Stated task
Every record must be written out once more, with nothing added or omitted.

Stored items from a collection
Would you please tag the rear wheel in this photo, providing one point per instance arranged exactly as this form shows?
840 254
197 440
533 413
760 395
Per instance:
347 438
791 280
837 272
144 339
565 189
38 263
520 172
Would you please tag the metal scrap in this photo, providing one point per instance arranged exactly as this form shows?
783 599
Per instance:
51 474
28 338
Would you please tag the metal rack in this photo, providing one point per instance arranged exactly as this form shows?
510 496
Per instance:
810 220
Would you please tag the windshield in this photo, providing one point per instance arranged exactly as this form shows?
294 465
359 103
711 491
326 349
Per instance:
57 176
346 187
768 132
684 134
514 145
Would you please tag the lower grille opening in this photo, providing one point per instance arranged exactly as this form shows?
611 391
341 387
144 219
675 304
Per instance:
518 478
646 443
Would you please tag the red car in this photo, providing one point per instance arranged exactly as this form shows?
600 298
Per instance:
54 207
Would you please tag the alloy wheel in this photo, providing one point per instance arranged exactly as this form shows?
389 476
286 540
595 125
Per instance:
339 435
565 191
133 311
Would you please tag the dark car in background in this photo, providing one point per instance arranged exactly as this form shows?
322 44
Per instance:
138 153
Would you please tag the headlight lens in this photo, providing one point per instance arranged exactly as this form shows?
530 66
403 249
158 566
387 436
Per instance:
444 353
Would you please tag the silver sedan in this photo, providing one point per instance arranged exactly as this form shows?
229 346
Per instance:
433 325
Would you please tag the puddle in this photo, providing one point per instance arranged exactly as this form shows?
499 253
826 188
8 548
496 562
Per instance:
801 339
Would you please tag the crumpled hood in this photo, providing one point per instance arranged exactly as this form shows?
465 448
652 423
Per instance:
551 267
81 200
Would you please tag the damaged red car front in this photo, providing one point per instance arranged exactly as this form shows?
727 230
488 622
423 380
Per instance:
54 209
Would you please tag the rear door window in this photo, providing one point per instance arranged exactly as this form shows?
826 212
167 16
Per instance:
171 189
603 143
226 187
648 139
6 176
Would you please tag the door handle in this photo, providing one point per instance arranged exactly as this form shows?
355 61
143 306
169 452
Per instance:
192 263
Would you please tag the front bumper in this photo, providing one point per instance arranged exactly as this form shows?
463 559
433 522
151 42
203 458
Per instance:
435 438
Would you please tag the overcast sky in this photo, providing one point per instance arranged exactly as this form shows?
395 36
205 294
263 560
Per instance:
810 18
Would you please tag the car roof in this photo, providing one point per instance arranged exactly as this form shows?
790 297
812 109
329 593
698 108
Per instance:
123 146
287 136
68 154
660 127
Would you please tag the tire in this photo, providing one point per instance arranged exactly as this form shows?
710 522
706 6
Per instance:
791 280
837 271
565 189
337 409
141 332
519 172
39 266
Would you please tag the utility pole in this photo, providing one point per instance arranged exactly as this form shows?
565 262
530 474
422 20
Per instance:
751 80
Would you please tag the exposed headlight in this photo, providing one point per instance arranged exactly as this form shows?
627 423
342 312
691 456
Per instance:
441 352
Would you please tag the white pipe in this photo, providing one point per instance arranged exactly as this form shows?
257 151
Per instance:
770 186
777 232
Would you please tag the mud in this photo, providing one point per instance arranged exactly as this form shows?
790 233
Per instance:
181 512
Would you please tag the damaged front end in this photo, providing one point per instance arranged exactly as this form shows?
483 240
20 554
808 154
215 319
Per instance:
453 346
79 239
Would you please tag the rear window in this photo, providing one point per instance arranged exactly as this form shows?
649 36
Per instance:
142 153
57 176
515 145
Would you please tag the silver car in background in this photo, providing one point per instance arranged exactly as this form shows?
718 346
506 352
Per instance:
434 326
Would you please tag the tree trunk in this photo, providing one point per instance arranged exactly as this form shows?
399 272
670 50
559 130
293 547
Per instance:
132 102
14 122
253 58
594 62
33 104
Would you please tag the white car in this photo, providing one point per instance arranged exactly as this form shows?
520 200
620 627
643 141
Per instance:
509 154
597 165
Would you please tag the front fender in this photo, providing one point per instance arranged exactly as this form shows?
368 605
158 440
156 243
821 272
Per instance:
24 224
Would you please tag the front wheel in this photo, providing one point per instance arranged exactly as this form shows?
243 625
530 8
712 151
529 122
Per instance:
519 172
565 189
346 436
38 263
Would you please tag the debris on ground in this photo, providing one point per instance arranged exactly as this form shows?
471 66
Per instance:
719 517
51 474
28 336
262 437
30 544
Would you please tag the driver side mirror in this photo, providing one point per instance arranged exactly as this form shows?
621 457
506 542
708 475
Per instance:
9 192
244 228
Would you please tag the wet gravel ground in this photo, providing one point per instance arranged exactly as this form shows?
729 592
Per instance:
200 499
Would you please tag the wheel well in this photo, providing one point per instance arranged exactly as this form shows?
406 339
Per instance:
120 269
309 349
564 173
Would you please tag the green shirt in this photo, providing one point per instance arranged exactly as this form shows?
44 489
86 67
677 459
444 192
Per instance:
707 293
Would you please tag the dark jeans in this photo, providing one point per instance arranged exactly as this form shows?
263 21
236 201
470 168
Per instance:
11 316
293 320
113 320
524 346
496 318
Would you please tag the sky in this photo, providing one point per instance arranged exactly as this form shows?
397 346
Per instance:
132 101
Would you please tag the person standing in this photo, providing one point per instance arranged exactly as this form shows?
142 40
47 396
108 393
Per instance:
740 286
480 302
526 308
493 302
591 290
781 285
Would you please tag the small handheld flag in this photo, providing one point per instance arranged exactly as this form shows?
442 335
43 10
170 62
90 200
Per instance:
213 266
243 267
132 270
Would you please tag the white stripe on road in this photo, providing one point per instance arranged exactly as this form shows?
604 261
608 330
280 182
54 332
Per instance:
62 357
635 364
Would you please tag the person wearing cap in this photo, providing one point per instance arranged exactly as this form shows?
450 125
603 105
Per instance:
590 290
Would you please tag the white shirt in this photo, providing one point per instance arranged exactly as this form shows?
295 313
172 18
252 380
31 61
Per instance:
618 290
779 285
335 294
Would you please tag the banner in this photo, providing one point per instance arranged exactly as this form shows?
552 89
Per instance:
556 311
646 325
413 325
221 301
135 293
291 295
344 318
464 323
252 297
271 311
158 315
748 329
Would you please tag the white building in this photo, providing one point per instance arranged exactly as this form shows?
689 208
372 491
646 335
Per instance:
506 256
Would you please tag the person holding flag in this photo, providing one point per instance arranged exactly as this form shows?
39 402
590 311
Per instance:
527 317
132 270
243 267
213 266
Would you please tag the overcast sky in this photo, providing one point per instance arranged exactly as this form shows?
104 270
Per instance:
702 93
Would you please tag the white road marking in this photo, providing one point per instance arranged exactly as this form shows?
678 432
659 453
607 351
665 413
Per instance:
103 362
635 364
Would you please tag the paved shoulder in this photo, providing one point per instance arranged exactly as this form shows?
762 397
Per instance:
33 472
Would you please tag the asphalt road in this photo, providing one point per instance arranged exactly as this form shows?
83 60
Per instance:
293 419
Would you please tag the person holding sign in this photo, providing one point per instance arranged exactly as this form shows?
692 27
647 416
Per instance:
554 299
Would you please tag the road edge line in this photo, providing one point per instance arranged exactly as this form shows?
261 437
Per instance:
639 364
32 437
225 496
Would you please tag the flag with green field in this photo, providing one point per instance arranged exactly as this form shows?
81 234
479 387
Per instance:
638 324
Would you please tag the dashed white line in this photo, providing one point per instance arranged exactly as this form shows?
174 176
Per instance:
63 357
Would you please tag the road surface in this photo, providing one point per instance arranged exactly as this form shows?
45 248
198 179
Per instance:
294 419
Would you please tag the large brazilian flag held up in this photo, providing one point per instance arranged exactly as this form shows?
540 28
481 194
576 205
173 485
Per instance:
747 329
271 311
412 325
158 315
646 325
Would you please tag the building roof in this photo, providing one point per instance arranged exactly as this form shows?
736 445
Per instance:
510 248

Finished exercise
Would you please tag the rear wheel in this photo, providing one point per instance arranged exactly as this form shows?
840 254
197 440
533 413
760 395
Per instance:
347 438
791 280
837 272
144 339
565 189
38 263
520 172
Would you please tag the metal scrap in this photo, providing one point per instance arranged exactly as this form shows?
783 599
Per instance:
51 474
28 338
Would you please tag the metal rack in this photo, providing one point per instance arranged exactly as this form shows?
510 496
Per instance:
810 220
Would you please tag the windshield in this photo, providing one point per instance arranged exactly as this form shows?
294 465
359 103
711 491
326 349
Per instance:
57 176
346 187
768 132
684 134
514 145
Would you please tag the lower grille opening in this photo, providing one point per instance arranged exactly as this form shows?
611 391
341 387
144 219
675 304
Per instance:
518 478
646 443
Would you please tag the red car in this photo, providing one point per instance arranged exactly as this form shows?
600 298
Per instance:
54 207
Would you please tag the alloy wheel in this photo, providing one point per instance arranged exactly as this form shows?
389 476
286 540
595 125
Per instance:
339 435
565 191
133 311
Would you please tag the dark car in background in this photo, providing one point per instance arranged exactly as this form shows?
322 44
Per instance:
138 153
Would you please tag the headlight lens in this photo, providing one point per instance arranged exactly as this form shows?
530 66
403 249
158 566
387 436
Per instance:
444 353
Would you please tag the silver sedan in this photo, providing one point per instance arranged exactly as this form shows?
229 346
Per instance:
433 325
Would you please tag the puddle in this photo, providing one point per instance arranged exactly as this form shows?
499 253
826 188
8 548
496 562
Per instance:
801 339
Would you please tag the crumpled hood in this photo, providing one point per instance arranged exactly as this form shows?
465 448
652 423
Per instance:
551 267
81 200
Would you please tag the damaged red car front in this photo, providing one point per instance arranged exactly as this form shows?
727 230
488 622
423 380
Per instance:
54 209
Would you please tag the rear door window in this photo, providing one point per instance arranged exactly as this form shows?
826 212
167 16
Per instance:
171 189
603 143
226 187
648 139
6 176
Would you please tag the door handle in this photo, providing one point per instance arranged exactly as this form shows?
355 61
143 306
169 452
Per instance:
192 263
Would you please tag the front bumper in this photo, providing one point per instance arranged exactly as this form shows?
463 559
433 522
151 42
203 458
Per instance:
435 438
Would you please tag the overcast sky in this photo, providing one point per instance arranged exactly as this form shows?
395 36
205 294
263 560
Per instance:
810 18
Would you please tag the car roof in this photo, providing one point per instance arranged exactly as this form shows?
790 297
812 109
329 593
698 108
Per instance:
123 146
287 136
68 154
660 127
Would you please tag the tire in this photo, providing one point per instance arranged exactly as this form shows?
710 522
706 6
Per instance:
791 280
837 271
565 189
337 409
141 332
519 172
39 266
Would you please tag the utility pole in this photo, providing one point per instance arranged exactly as this form shows?
565 262
530 474
422 20
Per instance:
751 80
Would you please tag the exposed headlight in this photo, providing one point per instance arranged exactly as this form shows?
627 423
342 312
691 456
Per instance:
441 352
Would you please tag the white pipe in this photo, providing one point per instance arranged exactly as this form shows?
257 151
Per instance:
770 186
777 232
Would you please tag the mud in this photo, providing one point per instance arranged exactly as this form shows?
790 233
Per instance:
181 512
Would you please tag the damaged front end in this photo, providing one point per instance arranged exactly as this form shows?
483 240
20 554
808 154
215 319
Per instance:
453 346
79 239
Would you please tag the rear window in this photo, providing one point per instance arranged exactly as this form shows?
649 36
Per instance:
142 153
57 176
515 145
Would you please tag the silver car in background in this photo, providing one point per instance arranged exactly as this form shows?
718 346
506 352
Per instance:
434 326
Would you please tag the tree trunk in this photo, providing one point per instance arranged exactly as this form shows?
399 272
670 50
559 130
293 547
Per instance:
132 102
14 122
253 58
594 62
33 104
Would you please tag the white car in this photo, providing one point per instance arranged exactly as this form shows?
520 200
620 627
643 141
Per instance:
509 154
597 165
Would you please tag the front fender in this photo, providing one point per instance arranged exactly as this form shows?
368 605
158 440
156 243
821 272
Per instance:
24 224
Would you please tag the front wheel in this photo, providing one point per instance arranged exactly as this form shows?
243 625
530 8
712 151
529 122
Per instance:
519 172
565 189
346 436
38 263
Would you please tag the debris on ground in this photo, providing one point per instance arranged exactly as this form shows?
471 66
Per instance:
719 517
51 474
28 336
262 437
30 544
Would you please tag the driver side mirror in this photo, providing one point per instance arranged exactly as this form shows?
621 457
506 542
708 475
Per instance:
9 192
244 228
Would you please tag the wet gravel ground in this photo, providing one point per instance arranged exactly as this form shows?
729 592
Per instance:
200 499
Would you please tag the wheel well in this photo, providing one point per instance arranged exactly as this form shows?
406 339
Per instance:
120 269
309 349
564 173
Would you please tag the green shirt in this photo, providing one point per instance arranged exactly as this form shows?
44 489
86 67
677 459
444 192
Per instance:
707 293
Would you please tag the dark jeans in this photo, providing one point per instance arranged exactly as this form shows?
263 21
236 201
470 168
Per instance:
11 316
293 320
113 320
524 346
496 318
Would you please tag the sky in this photo, providing one point per instance arranged exactly as this form shows?
397 346
Per instance:
132 101
Would you please tag the person standing in this photo, providing one point per instance arranged exactly as this form shows?
142 40
47 396
108 393
Per instance:
740 286
480 302
526 308
493 302
591 290
781 285
Would you please tag the small handheld flag in this photo, providing one point per instance arranged exactly as this form shows?
442 335
43 10
170 62
90 200
Per instance:
213 266
243 267
132 270
Would you please tag the white stripe on road in this photo, providing one point per instance arranged exactly as this form shows?
604 261
608 330
280 182
54 332
Per instance:
62 357
635 364
Would you please tag the person wearing cap in this photo, providing one point per instance arranged exactly as this form shows?
450 125
603 105
Per instance:
590 290
Would you please tag the white shirt in this photo, providing one point per instance arranged exactly as this form shows?
295 313
172 18
252 380
31 61
Per instance:
618 290
779 285
335 294
Would you please tag the banner in this photo, providing one point per instance arranged exactly as this form shows?
552 89
Per instance:
556 311
646 325
413 325
221 301
135 293
291 295
344 318
464 323
252 297
271 311
158 315
748 329
Would you please tag the white building in this photo, providing one point per instance arranged exactly as this form shows?
689 208
372 491
646 335
Per instance:
506 256
Would you please tag the person holding flag in this photo, providing one point per instance arranged exactly as this form shows?
39 402
590 311
Per instance:
527 317
132 270
243 267
213 266
Would you please tag the overcast sky in this photo, providing one point per instance arranged exactly as this form shows?
104 270
Per instance:
702 93
Would you please tag the white road marking in this photo, providing one point per instance arranged exactly as this form shows?
678 432
659 453
607 351
665 413
Per instance:
103 362
635 364
Would you please tag the paved shoulder in this photo, providing one point per instance arranged exactly as this form shows?
762 397
Per instance:
33 472
Would you please tag the asphalt road in this photo, providing one point per instance arranged exactly as this form shows?
83 60
Per instance:
293 419
Would you please tag the person holding sign in this photo, providing one point per instance arranged exactly as this form shows?
692 27
647 416
Per instance:
554 299
Would you please tag the road edge line in this photo, providing one point per instance arranged exactly as this form shows?
261 437
Per instance:
639 364
32 437
225 496
Would you please tag the flag with green field in this photo, providing one point per instance arranged exactly as this form shows?
81 234
479 387
Per instance:
638 324
Would you please tag the dashed white line in this photo, providing one point per instance arranged exactly as this form shows?
174 176
Per instance:
63 357
Would you please tag the road surface in this photo, providing one point per instance arranged exactly as this form shows?
45 248
198 179
Per instance:
294 419
Would you please tag the large brazilian flag held up in this photo, providing one point per instance arranged exactly as this form shows?
540 28
481 194
576 205
173 485
Per instance:
747 329
271 311
412 325
158 315
646 325
Would you please tag the building roof in this photo, providing one point per instance arranged exactly as this form shows?
736 445
Per instance:
510 248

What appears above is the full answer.